#### [Seitentext]
◆ ◆ ◆ ◆ ◆

Aus Anlass des aktuellen Konflikts zwischen den USA und
dem Irak zeigte sich, dass ab August 2002 die FN-Wählerschaft jene war,
die - unter allen Parteien - den höchsten Anteil an offenen
Kriegsbefürwortern aufwies. Der anti-arabische Rassismus von bedeutenden
Teilen dieser Wählerschaft spielt dabei sicherlich eine Rolle. 35
Prozent der FN-Wähler wollten im Herbst 2002 einem US-Krieg gegen den
Irak auch ohne Mandat der Vereinten Nationen zustimmen - das war der
höchste Anteil unter allen befragten Wählerschaften. Nach Kriegsbeginn
im März 2003 zeigten 55 Prozent der erklärten FN-Wähler und
-Sympathisanten mit diesem einverstanden. Hier zeigt sich das
Auseinanderklaffen zwischen den Einstellungen der Wählerschaft und des
Kader- bzw. Aktivistenstamms der extremen Rechten.
Daher hat die extreme Rechte zur Zeit einige Probleme,
in ähnlichem Ausmaß wie 1991 auf sich aufmerksam zu machen. Im
Zusammenhang mit dem Golfkrieg, und den Protesten der Pazifisten und der
Linken gegen ihn, sprach man in jüngerer Zeit kaum vom FN.
Die rechtsextreme Partei hatte zwar am 1. Februar 03
eine eigene Kundgebung mit seiner pseudo-humanistischen Vereinigung SOS
Enfants d'Irak (SOS Kinder des Irak), der Le Pens Ehefrau Jany vorsteht
und die real auch als Türöffner für mittelständische Unternehmen im irak
diente, durchgeführt. Dabei fanden sich jedoch nur rund 150 Personen
ein. Aus Anlass der großen Antikriegsdemonstration (mit 200.000
TeilnehmerInnen allein in Paris) 14 Tage später hatte zwar die Le
Pen-Tochter Marine, die mögliche künftige Parteivorsitzende, eine
Teilnahme ihrer Partei angekündigt. Die Veranstalter hatten jedoch
ihrerseits angekündigt, die extreme Rechte nicht im Zug zu dulden.
Letztlich hielt der FN es für angeraten, sich lieber nicht blicken zu
lassen.

◆ ◆ ◆ ◆ ◆

#### [Vorliegende Daten]

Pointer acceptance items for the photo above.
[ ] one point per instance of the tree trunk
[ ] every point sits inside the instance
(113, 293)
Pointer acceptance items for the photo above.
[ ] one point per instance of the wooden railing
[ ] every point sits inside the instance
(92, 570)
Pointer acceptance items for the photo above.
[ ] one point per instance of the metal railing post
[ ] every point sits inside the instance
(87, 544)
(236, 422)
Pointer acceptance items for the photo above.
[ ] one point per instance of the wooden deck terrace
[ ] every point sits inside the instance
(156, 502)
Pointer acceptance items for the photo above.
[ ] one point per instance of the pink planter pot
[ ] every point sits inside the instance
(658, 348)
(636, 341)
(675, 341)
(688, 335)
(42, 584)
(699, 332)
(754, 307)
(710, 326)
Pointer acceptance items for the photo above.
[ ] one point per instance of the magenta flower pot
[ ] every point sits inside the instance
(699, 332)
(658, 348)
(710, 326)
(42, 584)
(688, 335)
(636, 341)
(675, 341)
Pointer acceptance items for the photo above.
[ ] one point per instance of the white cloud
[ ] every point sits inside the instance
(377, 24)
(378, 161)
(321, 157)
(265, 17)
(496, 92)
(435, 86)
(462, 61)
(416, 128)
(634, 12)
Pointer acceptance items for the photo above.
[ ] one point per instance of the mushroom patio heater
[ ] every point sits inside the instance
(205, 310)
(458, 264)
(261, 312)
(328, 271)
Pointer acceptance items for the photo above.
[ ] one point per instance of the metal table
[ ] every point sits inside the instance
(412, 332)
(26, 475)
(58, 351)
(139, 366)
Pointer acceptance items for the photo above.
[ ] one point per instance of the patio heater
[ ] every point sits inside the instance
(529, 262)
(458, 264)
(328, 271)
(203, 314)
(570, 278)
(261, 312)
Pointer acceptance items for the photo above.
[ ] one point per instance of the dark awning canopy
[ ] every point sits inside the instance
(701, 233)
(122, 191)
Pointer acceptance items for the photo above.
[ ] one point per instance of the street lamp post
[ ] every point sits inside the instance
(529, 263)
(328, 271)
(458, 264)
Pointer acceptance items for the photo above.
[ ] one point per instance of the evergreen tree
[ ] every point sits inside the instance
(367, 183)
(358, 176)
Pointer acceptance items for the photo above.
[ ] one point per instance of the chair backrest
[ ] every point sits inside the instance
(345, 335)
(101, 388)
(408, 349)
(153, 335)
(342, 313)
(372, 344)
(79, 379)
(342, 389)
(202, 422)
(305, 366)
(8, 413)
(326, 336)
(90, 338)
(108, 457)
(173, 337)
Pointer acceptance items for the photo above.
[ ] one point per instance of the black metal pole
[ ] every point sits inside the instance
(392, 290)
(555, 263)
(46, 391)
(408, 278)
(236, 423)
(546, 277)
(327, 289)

◆ ◆ ◆ ◆ ◆

#### [Aufgabe]
Schreiben Sie aus dem Text über die FN-Wählerschaft und den Irakkrieg den Abschnitt ab, der mit „Die rechtsextreme Partei“ beginnt und mit „Zug zu dulden.“ endet. Grundlage ist ausschließlich der Seitentext.

#### [Lösung]
Die rechtsextreme Partei hatte zwar am 1. Februar 03
eine eigene Kundgebung mit seiner pseudo-humanistischen Vereinigung SOS
Enfants d'Irak (SOS Kinder des Irak), der Le Pens Ehefrau Jany vorsteht
und die real auch als Türöffner für mittelständische Unternehmen im irak
diente, durchgeführt. Dabei fanden sich jedoch nur rund 150 Personen
ein. Aus Anlass der großen Antikriegsdemonstration (mit 200.000
TeilnehmerInnen allein in Paris) 14 Tage später hatte zwar die Le
Pen-Tochter Marine, die mögliche künftige Parteivorsitzende, eine
Teilnahme ihrer Partei angekündigt. Die Veranstalter hatten jedoch
ihrerseits angekündigt, die extreme Rechte nicht im Zug zu dulden.